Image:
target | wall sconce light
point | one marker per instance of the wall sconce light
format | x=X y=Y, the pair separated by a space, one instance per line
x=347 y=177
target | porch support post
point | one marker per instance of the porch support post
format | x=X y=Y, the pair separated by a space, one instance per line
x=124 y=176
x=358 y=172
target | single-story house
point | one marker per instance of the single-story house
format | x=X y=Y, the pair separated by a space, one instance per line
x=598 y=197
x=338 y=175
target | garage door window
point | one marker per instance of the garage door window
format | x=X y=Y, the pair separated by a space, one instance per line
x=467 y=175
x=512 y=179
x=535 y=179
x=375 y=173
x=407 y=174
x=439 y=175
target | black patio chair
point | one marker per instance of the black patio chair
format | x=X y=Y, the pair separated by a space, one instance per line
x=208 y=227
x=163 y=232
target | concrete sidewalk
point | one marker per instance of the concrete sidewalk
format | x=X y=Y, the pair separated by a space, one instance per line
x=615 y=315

----

**Directions:** Every line above should be retyped exactly as given.

**Task solution:**
Image:
target | wall sconce light
point | one marker per instance of the wall sconce light
format | x=X y=Y, the pair separated by a space, one instance per line
x=347 y=177
target | porch support post
point | one marker per instance of the porch support post
format | x=X y=Y, the pair separated by a space, one instance per line
x=124 y=176
x=358 y=172
target | single-story house
point | one marker per instance of the single-story house
format | x=X y=Y, the pair separated by a space, one instance per line
x=598 y=197
x=338 y=175
target | garage door window
point | one marker per instance of the garage door window
format | x=X y=Y, the pair separated by a space, one instance per line
x=467 y=175
x=512 y=179
x=535 y=179
x=375 y=173
x=407 y=174
x=439 y=175
target | black patio chair
point | one marker per instance of the black patio chair
format | x=X y=Y, the pair separated by a space, one instance per line
x=208 y=227
x=163 y=232
target | concrete sidewalk
point | one marker per instance of the concrete sidewalk
format | x=X y=Y, the pair separated by a space, one instance per line
x=615 y=315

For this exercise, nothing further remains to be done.